# [GIVEN INSTRUCTION 1]
Reproduce the HRTF compute shader passage in full, word for word.

# [SOURCE PASSAGE]
┏━━
Here’s the compute shader that performs the HRTF convolution:

// hrtf_processing.comp
#version 450

layout(local_size_x = 64, local_size_y = 1, local_size_z = 1) in;

// Input mono audio buffer
layout(std430, binding = 0) buffer InputBuffer {
    float samples[];
} inputBuffer;

// Output stereo audio buffer
layout(std430, binding = 1) buffer OutputBuffer {
    float leftSamples[];
    float rightSamples[];
} outputBuffer;

// HRTF data
layout(std430, binding = 2) buffer HRTFBuffer {
    float leftImpulseResponse[256];
    float rightImpulseResponse[256];
} hrtfBuffer;

void main() {
    uint gID = gl_GlobalInvocationID.x;

    // Check if this invocation is within the audio buffer
    if (gID >= inputBuffer.samples.length()) {
        return;
    }

    // Perform convolution with HRTF impulse responses
    float leftSample = 0.0;
    float rightSample = 0.0;

    for (int i = 0; i < 256; i++) {
        int sampleIndex = int(gID) - i;
        if (sampleIndex >= 0 && sampleIndex < inputBuffer.samples.length()) {
            leftSample += inputBuffer.samples[sampleIndex] * hrtfBuffer.leftImpulseResponse[i];
            rightSample += inputBuffer.samples[sampleIndex] * hrtfBuffer.rightImpulseResponse[i];
        }
    }

    // Write to output buffer
    outputBuffer.leftSamples[gID] = leftSample;
    outputBuffer.rightSamples[gID] = rightSample;
}

Performance Considerations

When implementing HRTF processing with Vulkan, consider these performance optimizations:

Batch Processing: Process multiple audio frames in a single dispatch to amortize the overhead of command submission.
┗━━
[Position identification records]
┏━━
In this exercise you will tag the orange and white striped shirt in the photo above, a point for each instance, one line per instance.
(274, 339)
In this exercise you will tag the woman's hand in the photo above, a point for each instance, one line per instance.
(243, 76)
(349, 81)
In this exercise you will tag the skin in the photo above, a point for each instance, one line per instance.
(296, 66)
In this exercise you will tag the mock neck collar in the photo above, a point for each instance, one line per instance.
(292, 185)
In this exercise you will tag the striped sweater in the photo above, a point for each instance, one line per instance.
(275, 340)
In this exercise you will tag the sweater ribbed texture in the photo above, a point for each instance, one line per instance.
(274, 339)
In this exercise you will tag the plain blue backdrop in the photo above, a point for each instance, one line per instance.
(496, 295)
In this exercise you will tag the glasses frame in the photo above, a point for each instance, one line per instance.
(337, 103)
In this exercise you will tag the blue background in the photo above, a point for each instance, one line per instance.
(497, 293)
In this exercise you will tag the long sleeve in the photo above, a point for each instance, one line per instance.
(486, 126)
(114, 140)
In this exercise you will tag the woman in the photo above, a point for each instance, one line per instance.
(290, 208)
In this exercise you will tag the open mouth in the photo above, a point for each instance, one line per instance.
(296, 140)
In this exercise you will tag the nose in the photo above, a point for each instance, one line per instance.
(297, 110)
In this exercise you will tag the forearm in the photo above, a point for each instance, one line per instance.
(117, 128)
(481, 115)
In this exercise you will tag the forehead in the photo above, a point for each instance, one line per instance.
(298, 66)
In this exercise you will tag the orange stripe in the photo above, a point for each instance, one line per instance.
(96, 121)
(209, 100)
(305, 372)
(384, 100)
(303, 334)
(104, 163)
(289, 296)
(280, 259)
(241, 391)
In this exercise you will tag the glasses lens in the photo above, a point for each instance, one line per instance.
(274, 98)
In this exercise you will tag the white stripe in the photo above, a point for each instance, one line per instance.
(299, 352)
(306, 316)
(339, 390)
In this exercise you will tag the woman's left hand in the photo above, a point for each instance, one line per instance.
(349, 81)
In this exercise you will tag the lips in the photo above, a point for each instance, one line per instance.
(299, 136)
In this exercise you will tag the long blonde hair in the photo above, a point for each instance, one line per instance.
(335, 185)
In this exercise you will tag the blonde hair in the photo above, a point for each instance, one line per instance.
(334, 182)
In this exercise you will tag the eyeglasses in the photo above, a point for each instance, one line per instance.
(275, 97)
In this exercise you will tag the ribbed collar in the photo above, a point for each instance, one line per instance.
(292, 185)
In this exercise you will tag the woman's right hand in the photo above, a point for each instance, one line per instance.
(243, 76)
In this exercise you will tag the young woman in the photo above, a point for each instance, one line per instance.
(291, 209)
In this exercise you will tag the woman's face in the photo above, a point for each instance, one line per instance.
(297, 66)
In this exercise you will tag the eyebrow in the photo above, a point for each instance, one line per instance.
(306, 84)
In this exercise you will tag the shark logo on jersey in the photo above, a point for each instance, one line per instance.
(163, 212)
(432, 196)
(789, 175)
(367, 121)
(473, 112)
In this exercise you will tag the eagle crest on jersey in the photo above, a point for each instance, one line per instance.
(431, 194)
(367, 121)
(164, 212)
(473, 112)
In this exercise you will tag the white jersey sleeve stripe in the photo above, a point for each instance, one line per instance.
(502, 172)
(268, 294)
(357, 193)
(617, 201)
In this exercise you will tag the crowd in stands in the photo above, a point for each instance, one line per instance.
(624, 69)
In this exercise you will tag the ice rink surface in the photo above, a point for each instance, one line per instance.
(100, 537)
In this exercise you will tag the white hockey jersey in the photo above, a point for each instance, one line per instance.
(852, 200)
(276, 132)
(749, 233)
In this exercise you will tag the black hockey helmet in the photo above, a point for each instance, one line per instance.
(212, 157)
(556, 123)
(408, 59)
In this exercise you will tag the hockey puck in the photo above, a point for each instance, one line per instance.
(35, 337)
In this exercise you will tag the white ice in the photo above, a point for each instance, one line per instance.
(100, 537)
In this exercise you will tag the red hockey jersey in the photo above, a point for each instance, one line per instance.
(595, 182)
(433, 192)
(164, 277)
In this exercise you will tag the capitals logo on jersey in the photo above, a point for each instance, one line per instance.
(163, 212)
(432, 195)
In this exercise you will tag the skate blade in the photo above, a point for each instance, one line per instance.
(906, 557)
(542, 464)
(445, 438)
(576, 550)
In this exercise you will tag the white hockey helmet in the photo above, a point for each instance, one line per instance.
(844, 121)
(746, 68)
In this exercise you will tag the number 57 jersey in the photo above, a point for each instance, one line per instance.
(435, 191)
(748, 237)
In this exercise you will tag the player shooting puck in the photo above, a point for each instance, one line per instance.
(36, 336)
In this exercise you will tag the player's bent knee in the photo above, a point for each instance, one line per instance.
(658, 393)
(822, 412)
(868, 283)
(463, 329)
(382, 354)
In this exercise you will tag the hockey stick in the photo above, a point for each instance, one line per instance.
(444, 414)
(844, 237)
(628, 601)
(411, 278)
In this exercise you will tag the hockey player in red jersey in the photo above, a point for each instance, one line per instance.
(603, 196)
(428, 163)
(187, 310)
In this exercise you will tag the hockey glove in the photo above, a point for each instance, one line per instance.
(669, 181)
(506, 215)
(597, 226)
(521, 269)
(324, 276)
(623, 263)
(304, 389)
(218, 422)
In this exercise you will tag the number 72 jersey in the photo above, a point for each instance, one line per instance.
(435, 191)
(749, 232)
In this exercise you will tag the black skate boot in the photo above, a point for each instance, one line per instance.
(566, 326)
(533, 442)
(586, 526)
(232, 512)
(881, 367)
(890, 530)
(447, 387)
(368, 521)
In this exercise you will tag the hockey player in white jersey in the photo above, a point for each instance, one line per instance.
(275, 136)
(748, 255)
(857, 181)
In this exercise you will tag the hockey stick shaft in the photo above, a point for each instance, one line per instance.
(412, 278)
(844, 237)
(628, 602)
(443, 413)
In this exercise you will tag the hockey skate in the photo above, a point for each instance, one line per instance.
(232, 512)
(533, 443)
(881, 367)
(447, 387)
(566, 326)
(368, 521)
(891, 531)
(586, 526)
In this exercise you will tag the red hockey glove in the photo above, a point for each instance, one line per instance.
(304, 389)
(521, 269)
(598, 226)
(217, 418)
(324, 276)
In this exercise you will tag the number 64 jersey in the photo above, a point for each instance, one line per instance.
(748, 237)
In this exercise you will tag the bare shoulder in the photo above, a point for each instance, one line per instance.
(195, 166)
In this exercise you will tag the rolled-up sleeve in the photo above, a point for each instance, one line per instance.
┗━━
# [GIVEN INSTRUCTION 2]
Find each line in the rows that contains the word "blue" and copy those lines.

# [FULL OUTPUT 1]
Here’s the compute shader that performs the HRTF convolution:

// hrtf_processing.comp
#version 450

layout(local_size_x = 64, local_size_y = 1, local_size_z = 1) in;

// Input mono audio buffer
layout(std430, binding = 0) buffer InputBuffer {
    float samples[];
} inputBuffer;

// Output stereo audio buffer
layout(std430, binding = 1) buffer OutputBuffer {
    float leftSamples[];
    float rightSamples[];
} outputBuffer;

// HRTF data
layout(std430, binding = 2) buffer HRTFBuffer {
    float leftImpulseResponse[256];
    float rightImpulseResponse[256];
} hrtfBuffer;

void main() {
    uint gID = gl_GlobalInvocationID.x;

    // Check if this invocation is within the audio buffer
    if (gID >= inputBuffer.samples.length()) {
        return;
    }

    // Perform convolution with HRTF impulse responses
    float leftSample = 0.0;
    float rightSample = 0.0;

    for (int i = 0; i < 256; i++) {
        int sampleIndex = int(gID) - i;
        if (sampleIndex >= 0 && sampleIndex < inputBuffer.samples.length()) {
            leftSample += inputBuffer.samples[sampleIndex] * hrtfBuffer.leftImpulseResponse[i];
            rightSample += inputBuffer.samples[sampleIndex] * hrtfBuffer.rightImpulseResponse[i];
        }
    }

    // Write to output buffer
    outputBuffer.leftSamples[gID] = leftSample;
    outputBuffer.rightSamples[gID] = rightSample;
}

Performance Considerations

When implementing HRTF processing with Vulkan, consider these performance optimizations:

Batch Processing: Process multiple audio frames in a single dispatch to amortize the overhead of command submission.

# [FULL OUTPUT 2]
In this exercise you will tag the plain blue backdrop in the photo above, a point for each instance, one line per instance.
In this exercise you will tag the blue background in the photo above, a point for each instance, one line per instance.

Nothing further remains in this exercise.